- _Exercise input_:
· · ·

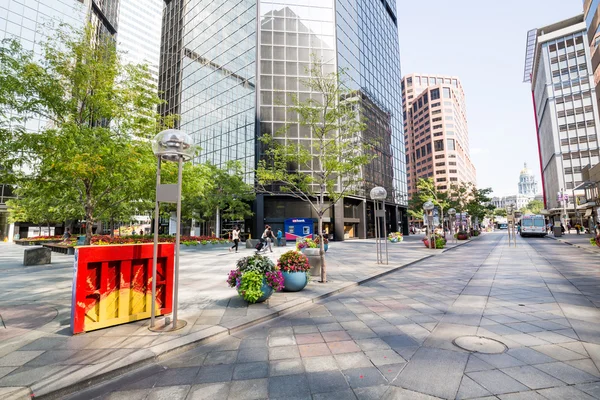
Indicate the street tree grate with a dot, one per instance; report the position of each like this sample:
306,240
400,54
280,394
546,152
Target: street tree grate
480,344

· · ·

- _Set exercise_: Can you arrange the lines of the records above as a Markdown table with the columns Row and Line, numbering each line, skipping any blank lines, and leaving the pictures out?

- _Final result_:
| Row | Line |
|---|---|
| 1 | Indicate the street tree grate with a dot, one per instance; report the position of each like this sample: |
| 2 | 306,240 |
| 3 | 400,54 |
| 4 | 280,394 |
| 5 | 546,152 |
| 6 | Target: street tree grate |
| 7 | 480,344 |